### Short task
Reproduce the listing below verbatim, line for line, without any changes.

### Listed entries
________
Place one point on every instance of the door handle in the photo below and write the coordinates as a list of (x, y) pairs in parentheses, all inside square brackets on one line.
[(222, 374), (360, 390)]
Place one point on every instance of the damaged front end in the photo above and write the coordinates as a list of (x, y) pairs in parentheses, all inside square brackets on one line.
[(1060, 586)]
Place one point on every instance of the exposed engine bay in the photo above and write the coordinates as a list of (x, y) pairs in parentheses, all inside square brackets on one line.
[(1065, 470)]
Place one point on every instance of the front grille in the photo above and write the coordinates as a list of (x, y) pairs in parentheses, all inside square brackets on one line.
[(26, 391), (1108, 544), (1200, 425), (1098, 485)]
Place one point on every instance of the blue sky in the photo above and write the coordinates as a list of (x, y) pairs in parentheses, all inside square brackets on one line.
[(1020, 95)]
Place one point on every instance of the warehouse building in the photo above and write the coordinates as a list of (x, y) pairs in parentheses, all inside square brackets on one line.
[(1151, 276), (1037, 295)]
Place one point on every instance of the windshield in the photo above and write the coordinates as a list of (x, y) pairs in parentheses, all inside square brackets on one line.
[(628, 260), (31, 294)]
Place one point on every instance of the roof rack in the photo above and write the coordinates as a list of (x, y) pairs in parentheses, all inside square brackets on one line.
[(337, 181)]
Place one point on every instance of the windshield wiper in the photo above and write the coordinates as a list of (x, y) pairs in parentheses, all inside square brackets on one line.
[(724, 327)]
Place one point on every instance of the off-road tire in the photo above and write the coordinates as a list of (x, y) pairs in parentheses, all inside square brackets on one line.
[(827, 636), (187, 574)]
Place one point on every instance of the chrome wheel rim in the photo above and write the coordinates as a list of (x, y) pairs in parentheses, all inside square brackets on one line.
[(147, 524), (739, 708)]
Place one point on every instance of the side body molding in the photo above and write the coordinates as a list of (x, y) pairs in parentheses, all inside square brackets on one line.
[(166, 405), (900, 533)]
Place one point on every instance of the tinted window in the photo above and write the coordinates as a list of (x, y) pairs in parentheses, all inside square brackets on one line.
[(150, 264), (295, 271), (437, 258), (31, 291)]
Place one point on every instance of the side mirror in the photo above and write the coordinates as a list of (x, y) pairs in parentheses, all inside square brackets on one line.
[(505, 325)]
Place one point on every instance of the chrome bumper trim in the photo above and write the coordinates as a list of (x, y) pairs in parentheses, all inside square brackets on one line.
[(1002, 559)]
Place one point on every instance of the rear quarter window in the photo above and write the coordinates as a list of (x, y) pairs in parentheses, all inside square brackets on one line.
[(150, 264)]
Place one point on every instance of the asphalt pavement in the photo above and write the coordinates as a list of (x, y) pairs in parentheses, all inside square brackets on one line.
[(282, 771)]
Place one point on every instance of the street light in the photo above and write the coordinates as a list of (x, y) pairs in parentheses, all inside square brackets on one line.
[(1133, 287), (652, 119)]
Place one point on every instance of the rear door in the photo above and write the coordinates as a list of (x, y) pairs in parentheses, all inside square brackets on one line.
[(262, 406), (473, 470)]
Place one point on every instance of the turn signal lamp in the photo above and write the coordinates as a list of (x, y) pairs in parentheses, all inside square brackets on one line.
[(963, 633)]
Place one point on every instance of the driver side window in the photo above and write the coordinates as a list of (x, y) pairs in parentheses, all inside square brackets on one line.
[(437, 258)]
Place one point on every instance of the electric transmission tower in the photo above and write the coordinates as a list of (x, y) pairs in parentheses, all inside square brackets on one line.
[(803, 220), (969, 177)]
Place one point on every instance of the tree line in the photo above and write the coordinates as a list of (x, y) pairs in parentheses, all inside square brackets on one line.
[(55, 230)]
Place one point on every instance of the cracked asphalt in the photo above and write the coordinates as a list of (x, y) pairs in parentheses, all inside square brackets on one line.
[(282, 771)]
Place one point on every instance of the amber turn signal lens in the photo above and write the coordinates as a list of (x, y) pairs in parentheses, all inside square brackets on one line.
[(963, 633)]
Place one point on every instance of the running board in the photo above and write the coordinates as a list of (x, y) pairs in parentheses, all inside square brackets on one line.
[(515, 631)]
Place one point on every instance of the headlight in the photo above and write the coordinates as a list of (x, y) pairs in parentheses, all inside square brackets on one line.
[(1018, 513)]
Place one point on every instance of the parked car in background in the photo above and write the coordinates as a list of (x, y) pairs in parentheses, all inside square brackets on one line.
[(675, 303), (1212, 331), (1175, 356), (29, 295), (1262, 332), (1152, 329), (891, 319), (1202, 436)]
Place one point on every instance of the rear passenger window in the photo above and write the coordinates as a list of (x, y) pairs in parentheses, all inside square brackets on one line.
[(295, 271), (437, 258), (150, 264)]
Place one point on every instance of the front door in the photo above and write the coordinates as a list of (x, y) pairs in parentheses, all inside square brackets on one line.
________
### Complete response
Place one point on every instance of the door handle in the photo below and write the coordinates as a list of (x, y) pairs in parentheses, all inside square brackets on one line.
[(222, 374), (360, 390)]
Place one point on every instance of the damaged front end in the photo above and write the coordinates as a list of (x, y) pairs in parentheses, all inside square brackets on one line.
[(1060, 586)]
Place one point on every instance of the exposed engine bay in the photo above and write the coordinates as a list of (x, y) pairs in parentheses, all inside square brackets on one line.
[(1065, 470)]
Place one point on every instance of the front grille in the photo above and write the coordinates as a list of (x, y) pairs in parentheses, all inside square brackets on one line.
[(26, 391), (1108, 544), (1200, 425), (1098, 485)]
Place one point on every instance of the blue sky in the photo above and write the coordinates as a list of (x, y) pairs in parentheses, all inside square brackets on one line.
[(1020, 95)]
Place one point on every instance of the warehouse building in the photo above and write the coordinates as a list of (x, y) pairs in parentheses, all inside square brackets on one line.
[(1151, 276), (1037, 295)]
Place one point on every instance of the windshield in the photo above and write the coordinates as a list of (x, y) pairs in parentheses, all inside square brackets on one line.
[(628, 260), (31, 294)]
Place one point on every instance of the roof rack in the photo above and write the coordinates as a list of (x, y) pairs in parentheses, all inside square brackets on one line.
[(337, 181)]
Place one point on every instance of the windshield wiper in the photo above and write the coordinates as a list of (x, y) pairs in parentheses, all inside square brackets on one line.
[(724, 327)]
Place one point on every instance of the off-road tire in the photo above and write the coordinates as a list of (x, y) pairs in parentheses, all inside square brackets on one line.
[(827, 636), (187, 574)]
Place one point on every instance of the chrome wheel rim in the photo above and write the coordinates as a list of (x, y) pairs in parentheses, all inside square brackets on one line.
[(147, 524), (739, 708)]
Place one point on every instance of the side body molding in the photo above and write the coordinates as a list of (x, y) pairs in parentheses, all inside square brackets on one line.
[(166, 405), (900, 533)]
Place one point on every instance of the tinted window in the photo above and write the coordinates as a list of (x, y) pairs in parentheses, all inside square brackets on one line.
[(150, 264), (295, 271), (437, 258), (31, 291)]
Place one point on every instance of the side mirror in the photo above and write the coordinates as a list of (x, y) pairs in parentheses, all inside square brackets on one line.
[(505, 325)]
Place one point on every instance of the chrome bumper trim in the photo above and write the coordinates as a list of (x, y) pairs in parentheses, all inside square brackets on one line.
[(1002, 559)]
Place one point on every instance of the rear quarter window in the photo above and write the coordinates as a list of (x, y) pairs in parentheses, all inside square brackets on one line.
[(150, 264)]
Place one point on every instance of the asphalt pavement in the photo above and write the coordinates as a list of (x, y) pairs in parentheses, all inside square brackets on one line.
[(282, 771)]
Place one point on every instance of the street light in the photo above and write the coordinates as a list of (x, y) pairs in parentheses, all inside square brackets on one line.
[(1133, 287), (652, 119)]
Place one point on every instance of the rear door in the photo above and write the coordinates as a list of (x, y) pairs in parentheses, all inside square brackets on one line.
[(262, 406), (473, 470)]
Place one point on every instance of the turn signal lamp in the photo above and write the coordinates as a list of (x, y) pairs in parentheses, all inside square brackets on one line.
[(963, 633)]
Place one point on every instance of the driver side window in the photo above and write the coordinates as a list of (x, y) pairs in parentheses, all inside square brackets on one line.
[(437, 258)]
Place one point on every instance of the electric transmission tower in the photo above and write the coordinates as a list of (x, y) pairs in parentheses, all inside square brackets on one line.
[(803, 220), (969, 177)]
Place one point on every instance of the tree line in the photo above and write the coordinates as a list of (x, y) pairs in parentheses, all inside square brackets on one line.
[(55, 230)]
Place one point on every instance of the cracked asphalt in the photo above and write the coordinates as a list of (x, y) pairs in parentheses, all inside square brackets on one line.
[(282, 771)]
Place one point on every instance of the amber turn signal lens in the photo above and write the coordinates as a list of (x, y) pairs in parentheses, all inside square brackets on one line.
[(963, 633)]
Place one point on every instance of the running board in the photo above and write the coordinates as a list of (x, y) pairs in parentheses, all inside square brackets on one line.
[(515, 631)]
Place one point on every instance of the headlight in the photo above and write the coordinates as a list of (x, y) pairs in parentheses, all inside square brackets on one line.
[(1018, 513)]
Place one point on every instance of the parked car in background in the photo above and write the coordinates as a list of (x, y) pairs in parentheses, all inside square brackets on one line.
[(675, 303), (1212, 331), (1175, 356), (29, 295), (1262, 332), (1152, 329), (891, 319), (1202, 436)]
Place one point on every instance of the rear passenger window in the photo above and write the coordinates as a list of (x, y) pairs in parentheses, all inside square brackets on one line.
[(295, 271), (437, 258), (150, 264)]
Place one point on every instance of the front door in the photo above and write the coordinates as a list of (x, y) pairs in parentheses, all inside square brackets on one line.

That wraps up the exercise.